**Entries taken from a collection**
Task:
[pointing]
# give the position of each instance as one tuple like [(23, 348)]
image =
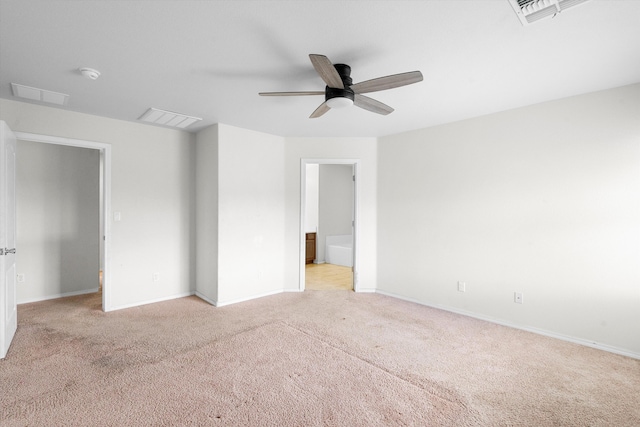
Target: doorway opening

**Exercise description**
Please transcribe each entry exactly, but skip any picture it holds.

**Finished exercise**
Task:
[pointing]
# give the position of each instance as one tuple like [(23, 348)]
image =
Target: doorway opening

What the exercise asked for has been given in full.